- Request
Please recast the records as a numbered list, starting with their first line and going on through the line with "x=348, y=202". Skip any blank lines, and leave the pictures out of your answer.

--- START ---

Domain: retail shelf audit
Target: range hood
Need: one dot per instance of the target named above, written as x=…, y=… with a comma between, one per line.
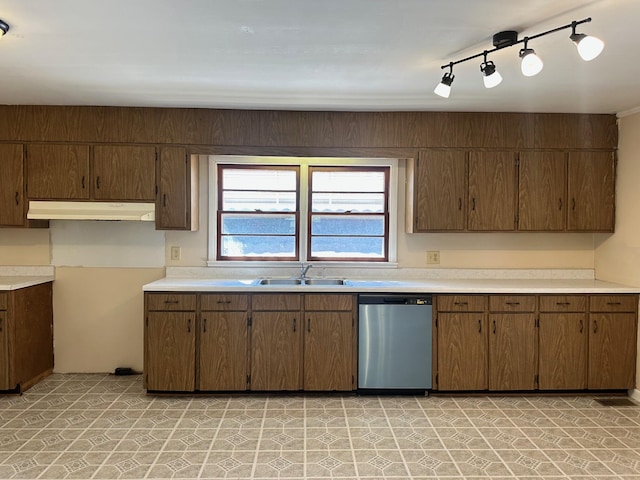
x=49, y=210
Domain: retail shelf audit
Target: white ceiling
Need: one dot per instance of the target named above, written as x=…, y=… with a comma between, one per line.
x=313, y=54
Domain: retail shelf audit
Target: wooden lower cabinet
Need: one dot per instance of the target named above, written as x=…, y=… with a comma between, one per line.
x=26, y=336
x=462, y=351
x=223, y=344
x=512, y=351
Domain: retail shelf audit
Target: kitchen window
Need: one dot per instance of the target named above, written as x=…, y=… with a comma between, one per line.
x=268, y=209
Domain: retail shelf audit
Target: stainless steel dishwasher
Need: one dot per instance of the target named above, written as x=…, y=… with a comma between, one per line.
x=394, y=343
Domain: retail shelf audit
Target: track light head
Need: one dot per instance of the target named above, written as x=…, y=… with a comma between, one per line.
x=4, y=28
x=444, y=87
x=491, y=76
x=531, y=63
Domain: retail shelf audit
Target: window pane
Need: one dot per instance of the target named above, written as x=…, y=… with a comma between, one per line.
x=347, y=225
x=348, y=181
x=258, y=179
x=258, y=201
x=258, y=224
x=257, y=246
x=347, y=247
x=348, y=202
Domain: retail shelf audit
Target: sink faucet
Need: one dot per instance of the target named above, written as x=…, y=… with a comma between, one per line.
x=304, y=268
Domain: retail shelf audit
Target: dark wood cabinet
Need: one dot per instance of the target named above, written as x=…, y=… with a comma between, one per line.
x=170, y=339
x=542, y=191
x=462, y=342
x=12, y=201
x=492, y=191
x=224, y=337
x=58, y=172
x=123, y=173
x=177, y=183
x=26, y=336
x=440, y=191
x=591, y=192
x=328, y=342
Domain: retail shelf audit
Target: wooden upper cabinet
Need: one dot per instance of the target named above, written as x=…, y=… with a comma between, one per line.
x=58, y=172
x=542, y=187
x=440, y=184
x=123, y=173
x=492, y=191
x=591, y=191
x=12, y=202
x=177, y=198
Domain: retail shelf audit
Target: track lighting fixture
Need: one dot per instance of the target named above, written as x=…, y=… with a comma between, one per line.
x=588, y=49
x=444, y=87
x=4, y=28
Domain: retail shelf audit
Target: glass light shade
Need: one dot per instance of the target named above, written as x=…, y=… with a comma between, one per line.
x=588, y=47
x=443, y=90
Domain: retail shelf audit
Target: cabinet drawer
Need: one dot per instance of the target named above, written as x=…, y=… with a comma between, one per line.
x=276, y=301
x=222, y=302
x=512, y=303
x=328, y=302
x=563, y=303
x=171, y=301
x=613, y=303
x=461, y=303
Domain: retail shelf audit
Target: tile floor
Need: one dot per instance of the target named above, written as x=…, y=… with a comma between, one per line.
x=106, y=427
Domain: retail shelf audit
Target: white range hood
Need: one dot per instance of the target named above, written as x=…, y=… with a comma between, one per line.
x=50, y=210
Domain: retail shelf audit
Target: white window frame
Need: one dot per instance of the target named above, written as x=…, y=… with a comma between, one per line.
x=304, y=163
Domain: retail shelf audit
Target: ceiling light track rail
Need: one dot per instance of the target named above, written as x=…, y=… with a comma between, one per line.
x=588, y=48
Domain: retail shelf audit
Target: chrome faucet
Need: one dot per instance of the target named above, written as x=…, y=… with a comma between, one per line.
x=304, y=268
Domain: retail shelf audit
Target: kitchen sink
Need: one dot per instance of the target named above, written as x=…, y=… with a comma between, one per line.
x=297, y=281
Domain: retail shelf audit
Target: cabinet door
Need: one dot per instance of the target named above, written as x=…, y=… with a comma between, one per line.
x=276, y=351
x=440, y=185
x=4, y=352
x=223, y=351
x=176, y=202
x=542, y=185
x=171, y=349
x=612, y=350
x=328, y=351
x=58, y=172
x=591, y=191
x=492, y=191
x=563, y=351
x=462, y=351
x=124, y=173
x=11, y=186
x=512, y=351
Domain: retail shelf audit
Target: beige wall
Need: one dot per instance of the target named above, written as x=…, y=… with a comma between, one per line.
x=98, y=311
x=617, y=256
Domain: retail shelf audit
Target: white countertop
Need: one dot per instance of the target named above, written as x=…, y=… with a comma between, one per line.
x=497, y=286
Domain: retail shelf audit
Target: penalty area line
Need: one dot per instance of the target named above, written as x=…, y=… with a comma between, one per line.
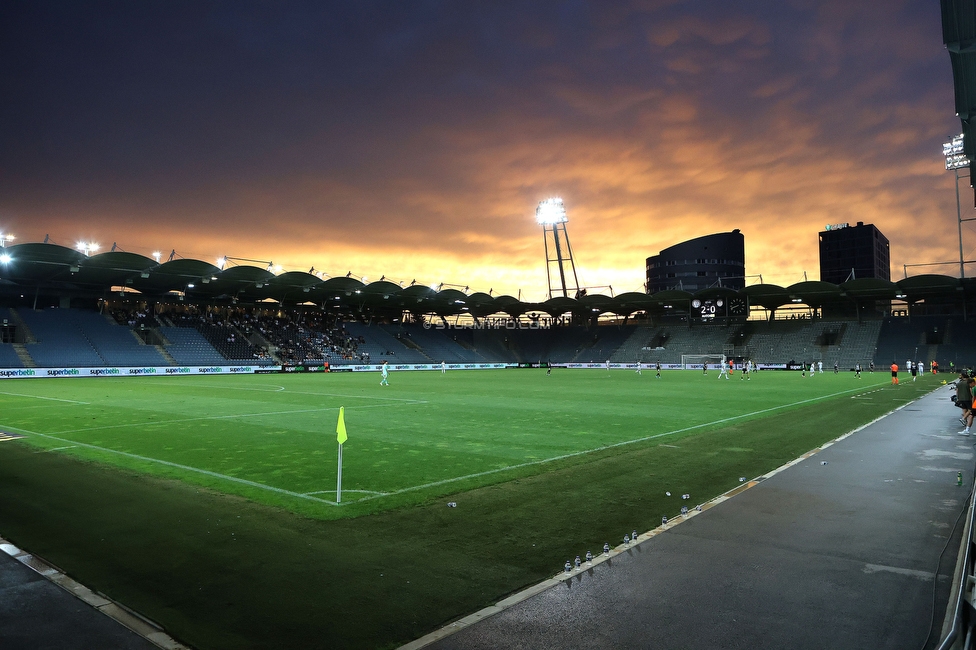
x=611, y=446
x=53, y=399
x=186, y=468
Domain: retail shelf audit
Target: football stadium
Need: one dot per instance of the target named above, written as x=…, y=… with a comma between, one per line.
x=177, y=424
x=225, y=454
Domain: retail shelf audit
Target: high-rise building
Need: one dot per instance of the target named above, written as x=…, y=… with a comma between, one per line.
x=851, y=252
x=709, y=261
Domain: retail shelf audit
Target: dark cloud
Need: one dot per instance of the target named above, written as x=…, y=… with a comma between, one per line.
x=423, y=134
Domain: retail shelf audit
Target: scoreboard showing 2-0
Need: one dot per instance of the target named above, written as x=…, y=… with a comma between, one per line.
x=712, y=308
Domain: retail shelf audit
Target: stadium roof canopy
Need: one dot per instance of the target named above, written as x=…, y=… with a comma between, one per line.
x=54, y=269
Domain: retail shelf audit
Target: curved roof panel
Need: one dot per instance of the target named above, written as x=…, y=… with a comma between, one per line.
x=813, y=292
x=870, y=289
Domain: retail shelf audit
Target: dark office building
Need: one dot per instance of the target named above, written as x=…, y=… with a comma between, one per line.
x=709, y=261
x=851, y=252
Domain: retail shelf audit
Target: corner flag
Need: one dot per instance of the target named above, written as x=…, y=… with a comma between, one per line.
x=341, y=436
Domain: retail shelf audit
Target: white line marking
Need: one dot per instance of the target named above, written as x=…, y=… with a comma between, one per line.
x=611, y=446
x=409, y=489
x=290, y=392
x=346, y=490
x=53, y=399
x=275, y=387
x=224, y=417
x=186, y=468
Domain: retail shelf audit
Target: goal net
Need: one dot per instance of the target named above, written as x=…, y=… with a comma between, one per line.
x=693, y=361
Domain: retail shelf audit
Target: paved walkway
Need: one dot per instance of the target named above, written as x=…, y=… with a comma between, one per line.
x=38, y=614
x=840, y=550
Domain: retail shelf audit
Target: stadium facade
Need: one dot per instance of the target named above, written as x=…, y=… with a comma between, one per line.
x=717, y=260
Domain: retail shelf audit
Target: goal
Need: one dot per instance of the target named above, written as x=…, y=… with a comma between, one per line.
x=695, y=361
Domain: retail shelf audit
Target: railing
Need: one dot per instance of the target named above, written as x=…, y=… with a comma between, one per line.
x=964, y=584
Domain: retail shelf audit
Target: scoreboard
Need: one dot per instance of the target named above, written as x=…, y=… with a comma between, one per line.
x=707, y=309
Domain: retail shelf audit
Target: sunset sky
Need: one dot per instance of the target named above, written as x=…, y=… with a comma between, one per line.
x=415, y=139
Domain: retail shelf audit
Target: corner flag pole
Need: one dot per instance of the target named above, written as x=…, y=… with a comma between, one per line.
x=340, y=438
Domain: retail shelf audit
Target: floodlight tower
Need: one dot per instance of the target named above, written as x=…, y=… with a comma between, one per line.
x=551, y=214
x=956, y=159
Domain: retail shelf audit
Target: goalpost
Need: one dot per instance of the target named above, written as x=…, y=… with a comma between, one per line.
x=695, y=361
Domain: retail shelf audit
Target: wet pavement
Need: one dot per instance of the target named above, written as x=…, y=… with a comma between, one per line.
x=840, y=550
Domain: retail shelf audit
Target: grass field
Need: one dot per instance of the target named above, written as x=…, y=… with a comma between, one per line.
x=208, y=503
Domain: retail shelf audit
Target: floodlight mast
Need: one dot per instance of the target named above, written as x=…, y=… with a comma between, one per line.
x=956, y=159
x=551, y=215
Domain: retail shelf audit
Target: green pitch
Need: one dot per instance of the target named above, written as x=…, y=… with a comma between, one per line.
x=208, y=503
x=271, y=438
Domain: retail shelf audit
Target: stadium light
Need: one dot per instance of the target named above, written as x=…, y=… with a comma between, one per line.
x=551, y=211
x=551, y=215
x=956, y=159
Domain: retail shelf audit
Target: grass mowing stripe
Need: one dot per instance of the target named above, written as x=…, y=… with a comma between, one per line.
x=223, y=417
x=610, y=446
x=187, y=468
x=53, y=399
x=224, y=573
x=293, y=392
x=379, y=494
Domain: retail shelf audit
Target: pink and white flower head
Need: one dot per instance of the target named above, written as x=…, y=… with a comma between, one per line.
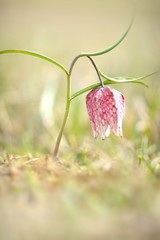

--- END ---

- Solution to the problem
1. Domain: retail shelf audit
2. Target: range hood
3. Need: one dot per instance of the target named above, written as x=…, y=… with a comma between, one per line.
4. x=49, y=210
5. Domain: retail shelf audit
6. Target: white ceiling
7. Need: one dot per instance of the target named above, written as x=…, y=… with a comma between, one per line.
8. x=313, y=54
9. Domain: retail shelf audit
10. Target: wooden lower cabinet
11. Need: one dot per instance of the target named above, written as x=…, y=… with a comma between, one per line.
12. x=26, y=336
13. x=462, y=351
14. x=223, y=344
15. x=512, y=351
16. Domain: retail shelf audit
17. Target: kitchen window
18. Need: one dot per instance of the target named above, written as x=…, y=… with a comma between, one per line.
19. x=268, y=209
20. Domain: retail shelf audit
21. Target: stainless steel dishwasher
22. Need: one dot per instance of the target named above, written as x=…, y=… with a comma between, one per line.
23. x=394, y=343
24. Domain: retail shelf audit
25. Target: track light head
26. Need: one dot per instance of the target named above, written as x=…, y=… with a comma between, one per line.
27. x=4, y=28
28. x=444, y=87
29. x=491, y=76
30. x=531, y=63
31. Domain: retail shelf audit
32. Target: window pane
33. Need: one dot per instance of the target named above, written as x=…, y=… with a comma between, one per line.
34. x=347, y=225
35. x=348, y=181
36. x=258, y=179
37. x=258, y=201
38. x=258, y=224
39. x=257, y=246
40. x=347, y=247
41. x=348, y=202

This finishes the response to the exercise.